Even where a line looks wrong, copy it exactly and include every entry.

→ DATASET EXCERPTS
==========

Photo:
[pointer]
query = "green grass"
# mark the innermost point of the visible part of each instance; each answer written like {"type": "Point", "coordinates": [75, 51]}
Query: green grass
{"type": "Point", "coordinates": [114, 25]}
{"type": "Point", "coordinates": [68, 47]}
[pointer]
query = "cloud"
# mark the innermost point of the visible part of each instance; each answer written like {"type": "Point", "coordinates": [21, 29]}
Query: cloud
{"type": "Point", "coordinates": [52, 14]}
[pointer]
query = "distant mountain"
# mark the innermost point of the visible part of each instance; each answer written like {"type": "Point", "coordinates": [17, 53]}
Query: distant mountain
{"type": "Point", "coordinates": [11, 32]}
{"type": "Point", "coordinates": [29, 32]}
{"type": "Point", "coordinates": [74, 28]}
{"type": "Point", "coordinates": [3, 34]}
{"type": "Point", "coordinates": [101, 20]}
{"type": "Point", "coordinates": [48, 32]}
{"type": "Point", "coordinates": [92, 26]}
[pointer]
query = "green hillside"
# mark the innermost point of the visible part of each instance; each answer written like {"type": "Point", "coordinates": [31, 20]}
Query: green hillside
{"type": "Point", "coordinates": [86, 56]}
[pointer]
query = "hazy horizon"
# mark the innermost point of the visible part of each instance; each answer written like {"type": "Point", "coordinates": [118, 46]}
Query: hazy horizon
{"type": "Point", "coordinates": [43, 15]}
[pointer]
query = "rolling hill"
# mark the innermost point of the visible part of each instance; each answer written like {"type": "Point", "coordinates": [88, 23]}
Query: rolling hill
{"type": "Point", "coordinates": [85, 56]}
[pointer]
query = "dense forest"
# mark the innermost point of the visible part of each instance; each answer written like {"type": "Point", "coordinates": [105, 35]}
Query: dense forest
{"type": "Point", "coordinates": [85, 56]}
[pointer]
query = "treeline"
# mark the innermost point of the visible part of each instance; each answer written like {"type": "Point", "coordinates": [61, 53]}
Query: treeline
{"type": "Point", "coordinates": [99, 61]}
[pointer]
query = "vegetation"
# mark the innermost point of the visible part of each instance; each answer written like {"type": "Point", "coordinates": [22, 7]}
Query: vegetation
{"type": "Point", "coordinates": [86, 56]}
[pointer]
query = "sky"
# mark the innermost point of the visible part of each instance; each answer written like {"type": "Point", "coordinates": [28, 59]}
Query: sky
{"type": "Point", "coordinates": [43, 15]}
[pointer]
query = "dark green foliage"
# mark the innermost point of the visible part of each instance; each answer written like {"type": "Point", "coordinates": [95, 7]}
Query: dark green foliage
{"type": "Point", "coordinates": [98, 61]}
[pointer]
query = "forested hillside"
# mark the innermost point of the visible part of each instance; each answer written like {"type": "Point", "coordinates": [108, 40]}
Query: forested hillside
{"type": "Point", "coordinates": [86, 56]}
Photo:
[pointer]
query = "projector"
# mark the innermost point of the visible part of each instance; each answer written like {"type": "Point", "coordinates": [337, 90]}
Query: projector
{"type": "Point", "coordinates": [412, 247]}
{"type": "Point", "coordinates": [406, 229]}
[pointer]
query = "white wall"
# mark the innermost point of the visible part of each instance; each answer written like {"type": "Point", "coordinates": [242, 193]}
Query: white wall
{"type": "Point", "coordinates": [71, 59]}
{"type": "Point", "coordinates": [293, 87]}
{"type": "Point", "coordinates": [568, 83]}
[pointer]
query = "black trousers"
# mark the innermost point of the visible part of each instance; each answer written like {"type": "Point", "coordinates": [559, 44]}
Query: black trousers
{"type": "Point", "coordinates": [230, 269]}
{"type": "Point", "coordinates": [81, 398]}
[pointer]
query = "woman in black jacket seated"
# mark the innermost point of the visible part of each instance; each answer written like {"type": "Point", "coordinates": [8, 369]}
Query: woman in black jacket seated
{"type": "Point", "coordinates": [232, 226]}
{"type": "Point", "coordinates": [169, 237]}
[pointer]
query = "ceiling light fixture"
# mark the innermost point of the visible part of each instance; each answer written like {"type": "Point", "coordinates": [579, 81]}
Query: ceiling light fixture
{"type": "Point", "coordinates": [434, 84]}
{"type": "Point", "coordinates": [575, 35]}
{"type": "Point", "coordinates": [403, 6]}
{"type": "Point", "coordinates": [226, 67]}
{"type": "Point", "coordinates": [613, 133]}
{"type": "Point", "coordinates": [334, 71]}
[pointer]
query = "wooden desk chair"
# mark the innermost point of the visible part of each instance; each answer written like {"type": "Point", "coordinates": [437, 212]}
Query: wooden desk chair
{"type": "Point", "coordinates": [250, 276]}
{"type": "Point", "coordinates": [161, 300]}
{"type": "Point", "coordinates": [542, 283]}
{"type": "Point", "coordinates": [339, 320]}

==========

→ EXPECTED ANSWER
Photo:
[pointer]
query = "green grass"
# mark the innermost point of the visible part of each instance; each answer written like {"type": "Point", "coordinates": [75, 51]}
Query: green grass
{"type": "Point", "coordinates": [114, 25]}
{"type": "Point", "coordinates": [68, 47]}
[pointer]
query = "cloud"
# mark the innermost point of the visible part of each instance; each answer written like {"type": "Point", "coordinates": [21, 29]}
Query: cloud
{"type": "Point", "coordinates": [52, 14]}
[pointer]
query = "distant mountain"
# mark the innermost point of the visible part of each instance; each answer written like {"type": "Point", "coordinates": [17, 53]}
Query: distant mountain
{"type": "Point", "coordinates": [11, 32]}
{"type": "Point", "coordinates": [29, 32]}
{"type": "Point", "coordinates": [74, 28]}
{"type": "Point", "coordinates": [3, 34]}
{"type": "Point", "coordinates": [101, 20]}
{"type": "Point", "coordinates": [48, 32]}
{"type": "Point", "coordinates": [92, 26]}
[pointer]
query = "green hillside"
# mark the innermost point of the visible part of each instance; each answer written like {"type": "Point", "coordinates": [31, 20]}
Query: green hillside
{"type": "Point", "coordinates": [86, 56]}
[pointer]
query = "hazy horizon"
# mark the innermost point of the visible part of each instance; each answer written like {"type": "Point", "coordinates": [118, 46]}
Query: hazy horizon
{"type": "Point", "coordinates": [43, 15]}
[pointer]
query = "rolling hill"
# mark the innermost point of the visible part of each instance; each answer written like {"type": "Point", "coordinates": [88, 23]}
Query: rolling hill
{"type": "Point", "coordinates": [85, 56]}
[pointer]
query = "dense forest"
# mark the innermost point of the visible part of each instance; each answer written like {"type": "Point", "coordinates": [105, 35]}
Query: dense forest
{"type": "Point", "coordinates": [85, 56]}
[pointer]
query = "treeline"
# mark the innermost point of the visible part of each instance; each answer written like {"type": "Point", "coordinates": [61, 53]}
Query: treeline
{"type": "Point", "coordinates": [99, 61]}
[pointer]
query = "vegetation"
# mark the innermost point of the visible part of each instance; each answer written like {"type": "Point", "coordinates": [22, 7]}
Query: vegetation
{"type": "Point", "coordinates": [86, 56]}
[pointer]
query = "sky"
# mark the innermost point of the visible part of each instance; each answer written like {"type": "Point", "coordinates": [28, 59]}
Query: sky
{"type": "Point", "coordinates": [43, 15]}
[pointer]
query = "dark green foliage"
# mark the innermost point of the visible part of each instance; each answer written like {"type": "Point", "coordinates": [95, 7]}
Query: dark green foliage
{"type": "Point", "coordinates": [98, 61]}
[pointer]
query = "forested hillside"
# mark the innermost point of the visible part of each instance; each answer written like {"type": "Point", "coordinates": [108, 40]}
Query: forested hillside
{"type": "Point", "coordinates": [86, 56]}
Photo:
[pointer]
query = "projector"
# mark the innermost point of the visible part of each instance; each answer written like {"type": "Point", "coordinates": [337, 90]}
Query: projector
{"type": "Point", "coordinates": [412, 247]}
{"type": "Point", "coordinates": [406, 229]}
[pointer]
query = "white wall"
# mark the innermost point of the visible part of each instance; each answer written like {"type": "Point", "coordinates": [242, 193]}
Query: white wall
{"type": "Point", "coordinates": [71, 59]}
{"type": "Point", "coordinates": [293, 87]}
{"type": "Point", "coordinates": [568, 83]}
[pointer]
query = "black trousers"
# mark the innermost point of the visible part of each instance; each answer written like {"type": "Point", "coordinates": [559, 44]}
Query: black trousers
{"type": "Point", "coordinates": [230, 269]}
{"type": "Point", "coordinates": [81, 398]}
[pointer]
query = "woman in black jacket seated"
# mark the innermost point of the visible part of each instance; each answer written like {"type": "Point", "coordinates": [8, 369]}
Query: woman in black jacket seated
{"type": "Point", "coordinates": [232, 226]}
{"type": "Point", "coordinates": [169, 237]}
[pointer]
query = "ceiling light fixture"
# mark the innermost point of the visible part of each instance; each answer written like {"type": "Point", "coordinates": [579, 81]}
Query: ceiling light fixture
{"type": "Point", "coordinates": [434, 84]}
{"type": "Point", "coordinates": [575, 35]}
{"type": "Point", "coordinates": [403, 6]}
{"type": "Point", "coordinates": [226, 67]}
{"type": "Point", "coordinates": [613, 133]}
{"type": "Point", "coordinates": [334, 71]}
[pointer]
query = "wooden desk chair"
# mark the innermost point of the visible part of each instance; each answer written like {"type": "Point", "coordinates": [437, 212]}
Query: wooden desk chair
{"type": "Point", "coordinates": [250, 276]}
{"type": "Point", "coordinates": [161, 300]}
{"type": "Point", "coordinates": [542, 283]}
{"type": "Point", "coordinates": [339, 320]}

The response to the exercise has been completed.